» **QUOTED PASSAGE**:
One of the aspects that helps set Mothware apart from its chiptune contemporaries is the way they form their lyrical narratives. While there’s a notable percentage of chiptune acts that prefer to go the full instrumentation route, a few are taking more direct cues from increasingly influential acts like Brooklyn, NY’s Crying and forming linear narrative structures. Moth_OS position themselves somewhere in the middle, opting for a vignette approach that enlivens the material to a considerable degree. On “Robobreak” it’s a meditation on dreaming and spiraling, reckoning with biological impulse. “Sheep RPG” is a stab at unlayering fear by way of a tongue-in-cheek meta-reference to the video games that serve as the band’s foundation (“Are you scared of monsters?”). “Ctrl Rom” sees the band continue to grapple with the confines of reality as their thoughts fracture; “there’s a housefly on the wall and it’s listening, late at night when I’m thinking.”

Spanning a little under 15 minutes, Mothware feels notably complete. There’s a sense of purpose and urgency present throughout the EP, which is a trait that serves young acts well as they develop. How much Moth_OS can develop beyond this point will be the question going forward. For now, it might be best to leave the tenuous navigation of future, past, and present to a band capable of recalling all three at once.

» **INFORMATION PROVIDED**:
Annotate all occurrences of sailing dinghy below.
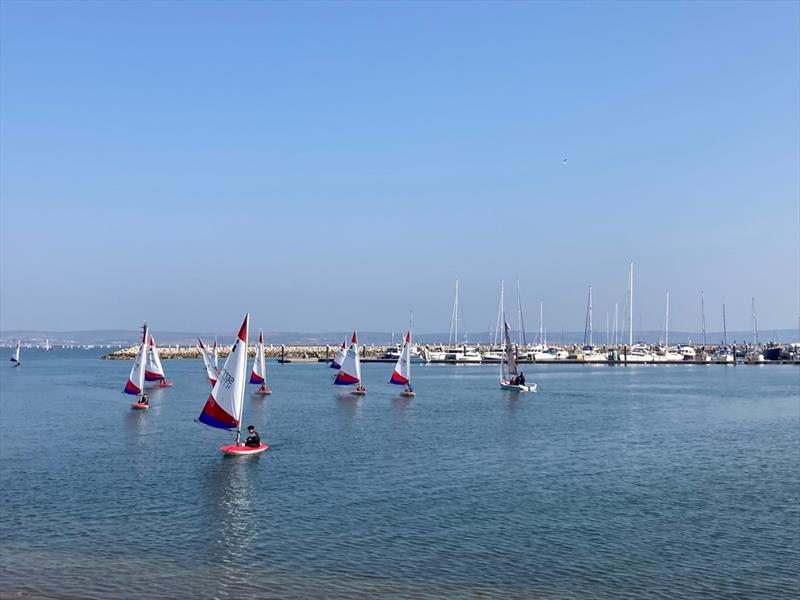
[333,331,367,396]
[389,331,417,398]
[8,340,22,367]
[197,338,218,387]
[330,340,347,369]
[250,330,272,396]
[144,335,174,387]
[500,315,537,392]
[198,314,269,456]
[122,323,150,409]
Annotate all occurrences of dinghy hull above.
[500,381,537,392]
[219,444,269,456]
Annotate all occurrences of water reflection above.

» **TASK INSTRUCTIONS**:
(a) In the Mothware review, how long does the EP run?
(b) Retype the part of the Mothware review from "Spanning a little" up to and including "three at once.".

» **YOUR RESPONSES**:
(a) A little under 15 minutes.

(b)
Spanning a little under 15 minutes, Mothware feels notably complete. There’s a sense of purpose and urgency present throughout the EP, which is a trait that serves young acts well as they develop. How much Moth_OS can develop beyond this point will be the question going forward. For now, it might be best to leave the tenuous navigation of future, past, and present to a band capable of recalling all three at once.